### YOUR GOAL
Write out again only the lines that run from the start of the entries to the line containing "799, row 415", both included.

Records excerpted from a collection:

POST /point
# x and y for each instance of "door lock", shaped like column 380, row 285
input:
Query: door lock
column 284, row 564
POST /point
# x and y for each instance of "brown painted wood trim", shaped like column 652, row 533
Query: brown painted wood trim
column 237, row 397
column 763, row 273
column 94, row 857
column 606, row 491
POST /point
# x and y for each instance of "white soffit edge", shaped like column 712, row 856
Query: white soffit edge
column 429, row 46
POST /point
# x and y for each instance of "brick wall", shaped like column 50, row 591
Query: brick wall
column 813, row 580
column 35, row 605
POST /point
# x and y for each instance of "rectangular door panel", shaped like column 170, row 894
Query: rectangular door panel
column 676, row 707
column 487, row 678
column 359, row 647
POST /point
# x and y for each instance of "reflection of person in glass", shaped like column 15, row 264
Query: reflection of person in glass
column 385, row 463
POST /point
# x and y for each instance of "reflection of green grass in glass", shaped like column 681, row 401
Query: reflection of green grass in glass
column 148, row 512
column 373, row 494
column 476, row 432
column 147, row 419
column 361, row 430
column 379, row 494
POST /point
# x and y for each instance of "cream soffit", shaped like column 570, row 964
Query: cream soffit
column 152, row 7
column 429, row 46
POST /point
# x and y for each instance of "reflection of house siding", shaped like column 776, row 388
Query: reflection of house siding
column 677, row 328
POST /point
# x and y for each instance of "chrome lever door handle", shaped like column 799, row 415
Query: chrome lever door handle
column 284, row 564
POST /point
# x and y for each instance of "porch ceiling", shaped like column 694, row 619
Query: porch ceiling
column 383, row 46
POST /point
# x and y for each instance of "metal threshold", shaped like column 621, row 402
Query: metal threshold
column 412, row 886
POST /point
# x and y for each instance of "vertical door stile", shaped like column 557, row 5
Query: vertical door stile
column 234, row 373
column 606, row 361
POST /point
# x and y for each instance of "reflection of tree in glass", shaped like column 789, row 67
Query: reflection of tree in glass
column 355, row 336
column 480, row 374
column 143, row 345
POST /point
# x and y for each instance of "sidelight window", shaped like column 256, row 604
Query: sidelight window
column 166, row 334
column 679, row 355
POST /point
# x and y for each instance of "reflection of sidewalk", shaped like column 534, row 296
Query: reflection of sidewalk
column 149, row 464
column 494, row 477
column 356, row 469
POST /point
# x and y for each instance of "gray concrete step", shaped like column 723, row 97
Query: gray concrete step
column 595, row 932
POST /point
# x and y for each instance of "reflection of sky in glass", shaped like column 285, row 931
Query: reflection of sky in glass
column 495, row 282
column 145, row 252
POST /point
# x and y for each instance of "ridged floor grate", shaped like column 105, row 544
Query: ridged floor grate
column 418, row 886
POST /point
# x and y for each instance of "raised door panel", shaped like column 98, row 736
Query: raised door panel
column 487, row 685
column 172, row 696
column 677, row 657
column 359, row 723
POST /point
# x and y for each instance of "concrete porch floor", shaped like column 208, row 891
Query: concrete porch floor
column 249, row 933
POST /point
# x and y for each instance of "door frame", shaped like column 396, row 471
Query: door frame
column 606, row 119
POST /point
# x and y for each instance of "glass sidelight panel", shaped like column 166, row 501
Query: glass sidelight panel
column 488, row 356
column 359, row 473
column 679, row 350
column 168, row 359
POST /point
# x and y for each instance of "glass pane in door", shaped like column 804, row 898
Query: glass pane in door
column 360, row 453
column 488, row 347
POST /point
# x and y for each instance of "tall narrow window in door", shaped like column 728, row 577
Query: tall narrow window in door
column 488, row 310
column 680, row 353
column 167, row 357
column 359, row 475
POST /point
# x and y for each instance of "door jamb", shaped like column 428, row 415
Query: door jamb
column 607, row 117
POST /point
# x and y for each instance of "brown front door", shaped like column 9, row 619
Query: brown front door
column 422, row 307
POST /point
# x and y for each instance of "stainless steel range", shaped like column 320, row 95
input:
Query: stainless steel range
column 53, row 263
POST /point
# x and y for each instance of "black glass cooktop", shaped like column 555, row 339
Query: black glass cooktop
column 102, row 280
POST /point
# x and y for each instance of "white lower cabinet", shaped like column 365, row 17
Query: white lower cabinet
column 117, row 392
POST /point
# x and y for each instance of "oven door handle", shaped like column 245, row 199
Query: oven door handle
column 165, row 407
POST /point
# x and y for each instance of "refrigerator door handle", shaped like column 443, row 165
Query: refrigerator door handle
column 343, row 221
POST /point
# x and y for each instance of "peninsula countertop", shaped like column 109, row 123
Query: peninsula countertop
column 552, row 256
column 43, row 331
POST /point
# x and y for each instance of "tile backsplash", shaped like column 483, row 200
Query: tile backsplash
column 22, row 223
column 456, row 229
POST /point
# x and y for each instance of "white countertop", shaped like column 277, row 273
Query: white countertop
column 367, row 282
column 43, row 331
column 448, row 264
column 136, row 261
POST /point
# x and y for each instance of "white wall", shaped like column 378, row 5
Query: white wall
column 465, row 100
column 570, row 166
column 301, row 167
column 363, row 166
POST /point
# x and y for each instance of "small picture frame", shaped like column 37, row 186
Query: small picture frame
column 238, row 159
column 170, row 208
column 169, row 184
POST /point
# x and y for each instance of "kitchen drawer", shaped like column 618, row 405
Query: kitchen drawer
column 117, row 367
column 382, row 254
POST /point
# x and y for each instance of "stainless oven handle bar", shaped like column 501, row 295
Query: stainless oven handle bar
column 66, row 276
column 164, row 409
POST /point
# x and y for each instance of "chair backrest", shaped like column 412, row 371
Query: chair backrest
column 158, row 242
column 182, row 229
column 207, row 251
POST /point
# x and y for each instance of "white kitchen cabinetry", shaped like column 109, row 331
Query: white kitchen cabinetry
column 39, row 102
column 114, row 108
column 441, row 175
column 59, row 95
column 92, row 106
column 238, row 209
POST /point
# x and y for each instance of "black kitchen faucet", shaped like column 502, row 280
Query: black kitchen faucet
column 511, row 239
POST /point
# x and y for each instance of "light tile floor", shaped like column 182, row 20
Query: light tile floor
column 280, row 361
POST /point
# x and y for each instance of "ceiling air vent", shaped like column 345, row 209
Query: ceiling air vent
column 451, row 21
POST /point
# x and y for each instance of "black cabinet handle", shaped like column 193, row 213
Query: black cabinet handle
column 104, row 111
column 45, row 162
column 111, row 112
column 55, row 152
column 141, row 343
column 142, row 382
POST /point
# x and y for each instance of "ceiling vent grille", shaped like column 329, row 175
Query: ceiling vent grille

### REPLY
POST /point
# x and y for each instance of "door lock", shaped like column 380, row 285
input:
Query: door lock
column 284, row 564
POST /point
# x and y for each instance of "brown painted wood trim", shaped like column 652, row 533
Query: brown painted wood trim
column 237, row 397
column 763, row 273
column 94, row 857
column 606, row 491
POST /point
# x and y for each instance of "white soffit edge", shaped like column 712, row 856
Query: white soffit edge
column 429, row 46
POST /point
# x and y for each instance of "brick wall", shaped like column 50, row 591
Query: brick wall
column 813, row 580
column 35, row 605
POST /point
# x and y for each instance of "rectangular door panel", shaped like column 170, row 894
Query: rectangular door panel
column 676, row 707
column 487, row 678
column 359, row 647
POST /point
# x and y for each instance of "reflection of person in glass", shaped like column 15, row 264
Query: reflection of person in glass
column 385, row 463
POST /point
# x and y for each instance of "reflection of green grass in glass", shaped like column 681, row 401
Query: reflection of green grass in glass
column 148, row 512
column 373, row 494
column 476, row 432
column 147, row 419
column 361, row 430
column 379, row 494
POST /point
# x and y for each instance of "cream soffit", shaped like column 570, row 964
Query: cream soffit
column 152, row 7
column 429, row 46
POST /point
# x and y for each instance of "reflection of house siding", shaped like column 776, row 388
Query: reflection of house siding
column 677, row 328
POST /point
# x and y for each instance of "chrome lever door handle", shaped like column 799, row 415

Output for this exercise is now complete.